ORLANDO, FL (WIVB) — After the deadliest mass shooting in American history, families are waiting for answers.
Fifty people were killed when a gunman opened fire in the Pulse nightclub. City officials released seven of the victim’s names Sunday evening.
Donte Martinez is praying his friends’ names aren’t released in the coming days. He was with a large group at Pulse on Saturday night. He spent most of the day Sunday trying to get in contact with people, to see if they made it out.
The sound of the assault rifle used to kill 50 people is still fresh in his mind.
“I go inside through the beaded doors, to the dance room, and I hear that boom! ‘Pop-pop-pop’,” Martinez described.
Martinez happened to be outside the club, smoking a cigarette when the chaos started.
“You just see people fall to the ground and I’m just standing there in shock and in a daze like, wait what’s going on,” he said. “Running past, glasses dropping, I’m getting covered in blood.”
This crime is being called an act of hate and terrorism.
People in Orlando say Pulse was not only a place to dance and hangout but a place to feel, and to be, safe.

__Data under study__
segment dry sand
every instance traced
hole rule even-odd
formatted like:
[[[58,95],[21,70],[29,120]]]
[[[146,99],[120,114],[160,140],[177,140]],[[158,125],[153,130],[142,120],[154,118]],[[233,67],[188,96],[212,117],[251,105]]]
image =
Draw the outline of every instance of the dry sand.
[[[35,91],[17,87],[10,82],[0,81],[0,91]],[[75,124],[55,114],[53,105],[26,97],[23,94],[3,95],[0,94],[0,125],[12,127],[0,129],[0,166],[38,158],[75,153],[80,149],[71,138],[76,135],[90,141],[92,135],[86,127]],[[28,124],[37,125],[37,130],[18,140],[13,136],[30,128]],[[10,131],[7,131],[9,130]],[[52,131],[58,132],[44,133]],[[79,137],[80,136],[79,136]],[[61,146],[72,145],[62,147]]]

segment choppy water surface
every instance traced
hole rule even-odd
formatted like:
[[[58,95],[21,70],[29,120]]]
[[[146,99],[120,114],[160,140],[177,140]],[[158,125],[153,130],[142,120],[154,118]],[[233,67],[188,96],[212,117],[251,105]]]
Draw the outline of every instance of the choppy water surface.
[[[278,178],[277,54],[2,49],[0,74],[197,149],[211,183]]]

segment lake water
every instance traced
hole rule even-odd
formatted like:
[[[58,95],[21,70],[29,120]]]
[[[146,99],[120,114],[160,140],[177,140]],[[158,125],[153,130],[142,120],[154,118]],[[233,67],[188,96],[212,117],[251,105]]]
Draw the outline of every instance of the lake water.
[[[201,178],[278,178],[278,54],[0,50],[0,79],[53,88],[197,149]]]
...
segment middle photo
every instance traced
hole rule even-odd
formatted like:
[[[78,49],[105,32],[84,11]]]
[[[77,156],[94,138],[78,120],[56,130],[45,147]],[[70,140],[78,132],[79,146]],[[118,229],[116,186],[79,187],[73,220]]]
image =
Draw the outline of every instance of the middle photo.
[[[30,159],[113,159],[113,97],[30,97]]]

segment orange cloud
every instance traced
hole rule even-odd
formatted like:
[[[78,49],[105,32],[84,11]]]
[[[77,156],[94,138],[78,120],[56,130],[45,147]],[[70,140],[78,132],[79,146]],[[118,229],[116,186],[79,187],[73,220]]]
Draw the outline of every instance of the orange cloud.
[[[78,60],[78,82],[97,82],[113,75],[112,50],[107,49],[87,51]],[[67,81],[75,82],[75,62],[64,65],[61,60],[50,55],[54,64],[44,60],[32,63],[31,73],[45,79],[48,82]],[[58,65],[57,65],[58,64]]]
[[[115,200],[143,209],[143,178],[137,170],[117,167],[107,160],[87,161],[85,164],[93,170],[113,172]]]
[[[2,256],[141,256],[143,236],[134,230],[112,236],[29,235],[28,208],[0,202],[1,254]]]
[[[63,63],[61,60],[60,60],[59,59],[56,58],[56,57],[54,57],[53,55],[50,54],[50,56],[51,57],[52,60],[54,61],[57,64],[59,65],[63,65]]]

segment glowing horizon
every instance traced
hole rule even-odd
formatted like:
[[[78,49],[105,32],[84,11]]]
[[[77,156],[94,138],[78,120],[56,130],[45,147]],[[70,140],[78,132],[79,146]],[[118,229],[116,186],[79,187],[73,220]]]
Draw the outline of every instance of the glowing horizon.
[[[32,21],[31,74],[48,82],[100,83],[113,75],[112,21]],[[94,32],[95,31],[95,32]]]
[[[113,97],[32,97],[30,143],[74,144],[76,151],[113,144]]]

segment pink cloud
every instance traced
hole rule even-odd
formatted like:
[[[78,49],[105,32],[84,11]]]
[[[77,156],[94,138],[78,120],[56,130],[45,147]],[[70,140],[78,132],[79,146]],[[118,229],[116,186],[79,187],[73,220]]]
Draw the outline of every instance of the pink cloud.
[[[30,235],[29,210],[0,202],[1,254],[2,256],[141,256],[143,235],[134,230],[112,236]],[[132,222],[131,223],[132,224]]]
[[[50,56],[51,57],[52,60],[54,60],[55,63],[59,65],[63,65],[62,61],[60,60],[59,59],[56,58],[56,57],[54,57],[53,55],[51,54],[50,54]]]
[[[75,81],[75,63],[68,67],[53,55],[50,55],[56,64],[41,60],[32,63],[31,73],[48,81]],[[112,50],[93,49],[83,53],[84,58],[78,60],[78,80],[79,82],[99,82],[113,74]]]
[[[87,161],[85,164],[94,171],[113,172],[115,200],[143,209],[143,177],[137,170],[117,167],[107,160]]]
...
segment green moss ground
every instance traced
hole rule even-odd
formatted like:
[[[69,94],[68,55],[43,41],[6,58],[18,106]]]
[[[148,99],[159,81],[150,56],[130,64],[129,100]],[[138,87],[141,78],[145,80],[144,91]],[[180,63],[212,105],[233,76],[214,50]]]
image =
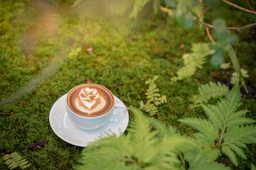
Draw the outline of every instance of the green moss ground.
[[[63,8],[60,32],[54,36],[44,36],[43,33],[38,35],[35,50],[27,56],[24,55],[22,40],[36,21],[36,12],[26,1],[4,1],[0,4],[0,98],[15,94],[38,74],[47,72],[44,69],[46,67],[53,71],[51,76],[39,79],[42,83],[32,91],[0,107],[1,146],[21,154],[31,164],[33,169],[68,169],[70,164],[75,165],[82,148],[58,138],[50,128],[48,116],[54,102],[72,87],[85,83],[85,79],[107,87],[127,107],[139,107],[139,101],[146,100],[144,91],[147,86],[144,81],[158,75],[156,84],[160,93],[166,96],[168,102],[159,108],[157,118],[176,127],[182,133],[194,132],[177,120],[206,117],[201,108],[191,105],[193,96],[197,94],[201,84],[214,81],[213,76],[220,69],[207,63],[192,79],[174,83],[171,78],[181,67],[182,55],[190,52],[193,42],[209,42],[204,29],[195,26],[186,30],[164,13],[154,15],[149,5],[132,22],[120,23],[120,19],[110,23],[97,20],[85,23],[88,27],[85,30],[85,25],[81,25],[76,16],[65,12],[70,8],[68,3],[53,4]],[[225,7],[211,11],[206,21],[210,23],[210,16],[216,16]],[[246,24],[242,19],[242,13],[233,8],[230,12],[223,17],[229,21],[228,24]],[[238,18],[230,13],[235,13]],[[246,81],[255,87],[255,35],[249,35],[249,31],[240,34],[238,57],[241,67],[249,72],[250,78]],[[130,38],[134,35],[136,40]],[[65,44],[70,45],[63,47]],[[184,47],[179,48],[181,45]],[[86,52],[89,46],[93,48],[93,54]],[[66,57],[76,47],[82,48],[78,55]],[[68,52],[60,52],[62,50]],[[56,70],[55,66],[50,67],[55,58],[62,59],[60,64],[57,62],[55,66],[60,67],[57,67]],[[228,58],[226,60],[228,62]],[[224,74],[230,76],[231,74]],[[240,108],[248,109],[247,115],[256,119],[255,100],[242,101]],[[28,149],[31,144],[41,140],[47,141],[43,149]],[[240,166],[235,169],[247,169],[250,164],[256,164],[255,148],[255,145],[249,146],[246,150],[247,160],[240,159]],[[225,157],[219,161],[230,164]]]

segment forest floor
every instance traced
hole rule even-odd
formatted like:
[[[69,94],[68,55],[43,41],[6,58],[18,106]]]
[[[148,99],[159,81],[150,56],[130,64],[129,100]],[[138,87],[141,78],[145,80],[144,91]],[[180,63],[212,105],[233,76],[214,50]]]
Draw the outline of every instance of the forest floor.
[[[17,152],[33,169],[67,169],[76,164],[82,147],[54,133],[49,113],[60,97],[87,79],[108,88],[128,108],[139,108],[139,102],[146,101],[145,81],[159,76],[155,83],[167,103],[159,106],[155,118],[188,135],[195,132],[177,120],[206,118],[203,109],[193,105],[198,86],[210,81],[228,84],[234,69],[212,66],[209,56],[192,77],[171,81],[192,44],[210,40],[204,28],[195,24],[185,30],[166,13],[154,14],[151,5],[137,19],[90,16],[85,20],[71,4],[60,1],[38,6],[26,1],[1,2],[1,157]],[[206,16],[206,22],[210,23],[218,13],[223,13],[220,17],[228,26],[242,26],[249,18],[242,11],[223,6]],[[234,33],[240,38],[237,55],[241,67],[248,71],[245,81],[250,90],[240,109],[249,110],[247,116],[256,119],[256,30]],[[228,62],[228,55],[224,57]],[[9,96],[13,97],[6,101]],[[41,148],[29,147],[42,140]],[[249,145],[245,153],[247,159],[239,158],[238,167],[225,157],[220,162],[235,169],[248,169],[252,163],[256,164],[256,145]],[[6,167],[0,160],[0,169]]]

__Required tasks__
**a.** Copy the Orlando news story word for word, everything from "The sound of" down to "hate and terrorism.".
**b.** Answer these about the Orlando news story:
(i) How many people were killed at Pulse?
(ii) How many victims' names did city officials release Sunday evening?
(iii) What was Martinez doing outside the club when the chaos started?
Rely only on the Orlando news story, not on the lines.

__Per-task outputs__
**a.**
The sound of the assault rifle used to kill 50 people is still fresh in his mind.
“I go inside through the beaded doors, to the dance room, and I hear that boom! ‘Pop-pop-pop’,” Martinez described.
Martinez happened to be outside the club, smoking a cigarette when the chaos started.
“You just see people fall to the ground and I’m just standing there in shock and in a daze like, wait what’s going on,” he said. “Running past, glasses dropping, I’m getting covered in blood.”
This crime is being called an act of hate and terrorism.

**b.**
(i) Fifty.
(ii) Seven.
(iii) Smoking a cigarette.